→ **WHAT YOU ARE ASKED TO DO**
Extract the entries unchanged, from the line with "TARGET = bird in flight" up to and including the line with "(1133, 121)". Leave out the pictures.

→ **RECORD LIST**
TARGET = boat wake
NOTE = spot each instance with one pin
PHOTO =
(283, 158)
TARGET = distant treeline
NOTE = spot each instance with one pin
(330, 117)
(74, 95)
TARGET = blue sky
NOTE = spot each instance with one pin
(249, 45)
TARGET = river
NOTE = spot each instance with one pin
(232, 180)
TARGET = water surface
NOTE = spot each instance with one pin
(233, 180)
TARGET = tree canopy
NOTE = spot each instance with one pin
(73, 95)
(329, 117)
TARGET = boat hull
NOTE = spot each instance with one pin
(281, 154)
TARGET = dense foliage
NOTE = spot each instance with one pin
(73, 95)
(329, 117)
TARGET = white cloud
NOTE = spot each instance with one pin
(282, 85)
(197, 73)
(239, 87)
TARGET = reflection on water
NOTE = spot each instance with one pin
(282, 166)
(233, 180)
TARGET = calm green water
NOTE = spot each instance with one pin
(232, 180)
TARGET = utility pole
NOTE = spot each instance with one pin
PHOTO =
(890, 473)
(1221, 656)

--

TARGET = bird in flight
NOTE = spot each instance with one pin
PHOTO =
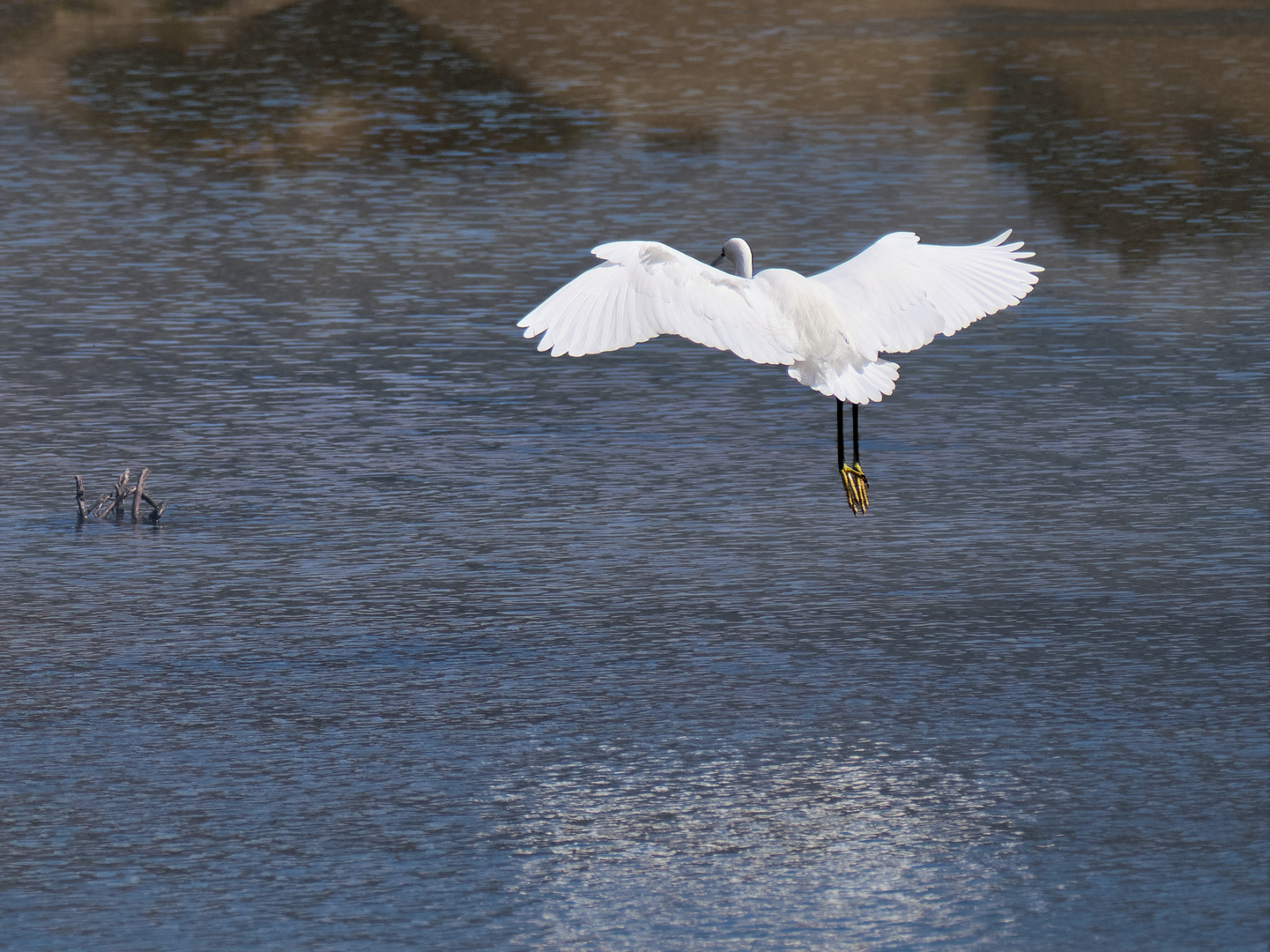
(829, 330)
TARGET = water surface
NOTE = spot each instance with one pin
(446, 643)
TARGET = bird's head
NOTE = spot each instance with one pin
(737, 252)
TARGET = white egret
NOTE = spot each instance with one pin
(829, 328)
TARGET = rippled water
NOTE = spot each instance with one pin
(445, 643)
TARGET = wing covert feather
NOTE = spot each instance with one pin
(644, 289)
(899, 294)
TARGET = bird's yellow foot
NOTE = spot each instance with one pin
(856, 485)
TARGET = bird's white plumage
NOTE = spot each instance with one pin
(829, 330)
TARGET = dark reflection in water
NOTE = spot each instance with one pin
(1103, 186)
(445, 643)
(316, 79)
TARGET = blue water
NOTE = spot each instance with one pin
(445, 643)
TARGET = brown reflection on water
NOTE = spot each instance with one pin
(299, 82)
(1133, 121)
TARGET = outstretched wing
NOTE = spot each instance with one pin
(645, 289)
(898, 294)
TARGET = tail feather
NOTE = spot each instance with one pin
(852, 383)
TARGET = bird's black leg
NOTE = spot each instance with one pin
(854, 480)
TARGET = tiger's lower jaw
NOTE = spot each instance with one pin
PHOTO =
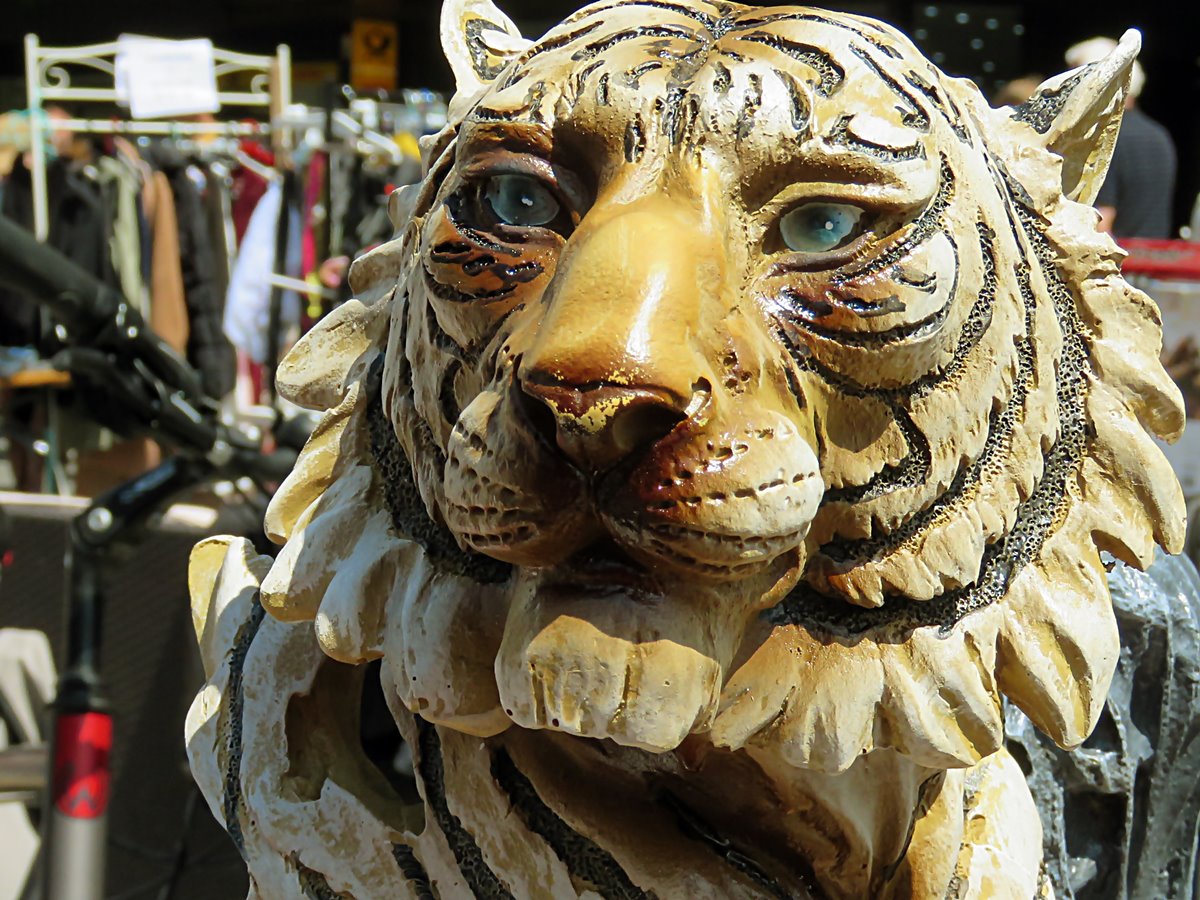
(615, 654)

→ **EXPECTED ANSWER**
TARGET = bird in flight
NOTE = spot each instance with one pin
PHOTO =
(829, 330)
TARGET = water surface
NOTE = spot each instance with one pin
(446, 643)
TARGET = bird's head
NOTE = spot each instance with one pin
(737, 252)
TARGET = white egret
NOTE = spot each instance with one pin
(829, 328)
TARGET = rippled water
NOTE = spot each instance with one pin
(445, 643)
TARGET = wing covert feather
NOTE = spot each instance with one pin
(644, 289)
(899, 294)
TARGET = bird's yellow foot
NOTE = spot each instance with one pin
(856, 485)
TARGET = bird's white plumage
NOTE = spot each instance with one pin
(829, 330)
TARGET = dark reflection in water
NOTE = spot each instance with one pin
(1103, 186)
(445, 643)
(316, 79)
TARGET = blue water
NOTE = spot each instance with one pin
(445, 643)
TARGET = brown reflection on water
NOTE = spot each instance with one pin
(299, 82)
(1133, 121)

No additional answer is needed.